╭─ RECORDS FOR THE TASK

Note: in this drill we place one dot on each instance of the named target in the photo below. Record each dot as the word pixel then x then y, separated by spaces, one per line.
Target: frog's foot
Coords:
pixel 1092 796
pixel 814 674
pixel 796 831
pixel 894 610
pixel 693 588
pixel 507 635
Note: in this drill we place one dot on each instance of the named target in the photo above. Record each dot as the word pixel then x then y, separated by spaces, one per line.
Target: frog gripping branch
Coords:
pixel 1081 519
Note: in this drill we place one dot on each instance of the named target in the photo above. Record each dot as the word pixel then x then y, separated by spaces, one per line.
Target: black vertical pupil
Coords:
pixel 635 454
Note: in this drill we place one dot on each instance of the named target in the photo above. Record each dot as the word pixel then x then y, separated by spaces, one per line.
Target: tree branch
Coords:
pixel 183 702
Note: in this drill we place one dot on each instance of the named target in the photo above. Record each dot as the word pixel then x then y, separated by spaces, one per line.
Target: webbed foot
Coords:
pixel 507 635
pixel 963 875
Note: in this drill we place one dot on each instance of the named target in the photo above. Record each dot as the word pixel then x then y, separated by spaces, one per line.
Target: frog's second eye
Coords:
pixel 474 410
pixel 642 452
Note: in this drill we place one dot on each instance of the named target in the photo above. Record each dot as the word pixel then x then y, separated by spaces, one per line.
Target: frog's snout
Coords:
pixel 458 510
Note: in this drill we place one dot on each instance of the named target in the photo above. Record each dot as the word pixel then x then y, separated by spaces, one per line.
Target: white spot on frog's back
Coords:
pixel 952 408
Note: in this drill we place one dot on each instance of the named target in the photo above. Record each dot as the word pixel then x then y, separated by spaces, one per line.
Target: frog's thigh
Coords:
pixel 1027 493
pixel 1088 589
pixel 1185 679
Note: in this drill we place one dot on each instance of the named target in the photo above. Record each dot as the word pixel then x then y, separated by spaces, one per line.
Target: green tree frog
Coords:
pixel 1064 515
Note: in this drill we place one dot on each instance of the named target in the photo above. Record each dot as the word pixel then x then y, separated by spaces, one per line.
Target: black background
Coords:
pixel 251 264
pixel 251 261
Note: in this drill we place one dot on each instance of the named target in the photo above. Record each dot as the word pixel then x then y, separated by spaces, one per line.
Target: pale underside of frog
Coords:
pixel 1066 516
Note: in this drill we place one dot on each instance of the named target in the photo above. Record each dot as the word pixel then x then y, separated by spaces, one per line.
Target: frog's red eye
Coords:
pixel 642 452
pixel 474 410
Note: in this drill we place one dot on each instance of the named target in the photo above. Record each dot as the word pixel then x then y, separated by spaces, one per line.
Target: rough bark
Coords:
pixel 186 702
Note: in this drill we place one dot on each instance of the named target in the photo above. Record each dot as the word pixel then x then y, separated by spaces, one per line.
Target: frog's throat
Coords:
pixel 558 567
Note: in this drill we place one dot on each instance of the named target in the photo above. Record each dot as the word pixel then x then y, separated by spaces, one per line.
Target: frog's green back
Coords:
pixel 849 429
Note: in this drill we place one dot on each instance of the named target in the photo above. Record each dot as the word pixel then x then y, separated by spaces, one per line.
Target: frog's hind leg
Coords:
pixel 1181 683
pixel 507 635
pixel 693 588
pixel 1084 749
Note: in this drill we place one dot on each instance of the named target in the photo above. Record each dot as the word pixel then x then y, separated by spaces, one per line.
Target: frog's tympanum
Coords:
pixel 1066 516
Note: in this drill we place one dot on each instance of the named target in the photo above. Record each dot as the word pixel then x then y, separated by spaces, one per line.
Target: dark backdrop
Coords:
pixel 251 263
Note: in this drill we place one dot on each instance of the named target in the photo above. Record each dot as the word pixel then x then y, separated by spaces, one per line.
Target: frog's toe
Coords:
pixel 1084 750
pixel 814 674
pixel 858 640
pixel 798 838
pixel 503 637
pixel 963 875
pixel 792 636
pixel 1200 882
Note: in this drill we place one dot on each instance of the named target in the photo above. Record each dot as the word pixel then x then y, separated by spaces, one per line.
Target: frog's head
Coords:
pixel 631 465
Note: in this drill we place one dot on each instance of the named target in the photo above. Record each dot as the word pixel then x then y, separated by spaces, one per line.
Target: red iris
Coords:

╰─

#### WORK INSTRUCTION
Copy the entire listing, keeping each line exactly as it is.

#### RESULT FOR THIS TASK
Note: in this drill we place one dot on each instance of the named target in the photo below. Record each dot as the word pixel then x then y, separated by spaces, one per line.
Target: frog's foot
Coords:
pixel 1092 796
pixel 814 674
pixel 796 831
pixel 894 610
pixel 693 588
pixel 507 635
Note: in this drill we place one dot on each instance of the named target in the photo above. Record each dot as the word pixel then x then y, separated by spaces, one per line.
Target: frog gripping branch
Coords:
pixel 1081 519
Note: in this drill we place one dot on each instance of the named target in the photo above. Record each dot as the word pixel then x then y, separated by spaces, one per line.
Target: black vertical pupil
Coords:
pixel 635 454
Note: in this drill we place one dot on each instance of the named target in the photo above. Record each dot as the word pixel then x then y, separated by spaces, one per line.
Target: tree branch
Coords:
pixel 183 702
Note: in this drill we place one dot on each instance of the named target in the photo above. Record each dot as the word pixel then x then y, separated by spaces, one per line.
Target: webbed foot
Coords:
pixel 507 635
pixel 963 875
Note: in this drill we place one dot on each instance of the named target in the photo above. Record each dot as the word pixel then x then y, separated by spaces, one per line.
Target: frog's second eye
Coords:
pixel 474 410
pixel 642 452
Note: in this drill we place one dot on each instance of the named target in the photo above. Record each dot as the word pixel then x then y, separated by spaces, one per line.
Target: frog's snout
Coords:
pixel 458 510
Note: in this drill we place one dot on each instance of the named target in the photo above. Record each dot as the word pixel then x then y, separated by spaces, one per line.
Target: white spot on frog's back
Coords:
pixel 952 408
Note: in this drill we place one dot on each instance of the named target in the photo above. Record each dot as the word pixel then x then y, separated by spaces, one per line.
Target: frog's thigh
Coords:
pixel 1027 493
pixel 1088 589
pixel 1185 679
Note: in this drill we place one dot on each instance of the named target in the photo above. Record each dot as the word pixel then x then y, separated by spaces, one per line.
Target: green tree frog
Coords:
pixel 1064 515
Note: in this drill we place one dot on each instance of the named target in the photo above. Record each dot as the word pixel then x then y, separated by spaces, one per line.
Target: black background
Coords:
pixel 251 264
pixel 251 261
Note: in this drill we place one dot on each instance of the named target in the photo above. Record each dot as the word pixel then x then y, separated by spaces, one per line.
Target: pale underside of frog
Coords:
pixel 1066 516
Note: in this drill we place one dot on each instance of the named target in the photo above. Record each dot as the word pixel then x then y, separated by spaces, one per line.
Target: frog's red eye
Coords:
pixel 642 452
pixel 474 410
Note: in this drill we place one dot on each instance of the named target in the photo above. Record each dot as the word pixel then x then y, separated by spaces, one per line.
Target: rough bark
Coords:
pixel 186 702
Note: in this drill we place one dot on each instance of the named target in the photo above. Record each dot as the word pixel then x then y, separated by spaces, one per line.
Target: frog's throat
Coords:
pixel 558 567
Note: in this drill we place one dot on each instance of the named target in the photo above. Record each dot as the word pixel then x then y, separated by spaces, one per line.
Target: frog's green back
Coords:
pixel 849 429
Note: in this drill we place one dot on each instance of the named target in the photo above. Record each dot as the word pixel then x then y, separated by spaces, one per line.
Target: frog's hind leg
Coords:
pixel 1181 683
pixel 507 635
pixel 693 588
pixel 1084 749
Note: in this drill we place one dot on each instance of the named target in the photo above. Record each dot as the word pixel then x then y, separated by spaces, one per line.
Target: frog's tympanum
Coords:
pixel 1066 516
Note: in this drill we place one dot on each instance of the named target in the photo above. Record each dot as the word pixel then x then y, separated by spaces, one per line.
Target: dark backdrop
Coords:
pixel 251 263
Note: in this drill we place one dot on each instance of the named target in the photo above. Record each dot as the word pixel then x then y, separated by spaces, one per line.
Target: frog's toe
Coords:
pixel 1084 750
pixel 814 674
pixel 858 640
pixel 798 838
pixel 503 637
pixel 963 875
pixel 792 636
pixel 1200 882
Note: in this drill we place one dot on each instance of the named target in the photo above. Record each dot as the word pixel then x then y, separated by spaces, one per line.
Target: frog's head
Coords:
pixel 631 465
Note: in this drill we place one dot on each instance of the named target in the photo above. Record each dot as the word pixel then x then y, separated by spaces, one per line.
Target: red iris
Coords:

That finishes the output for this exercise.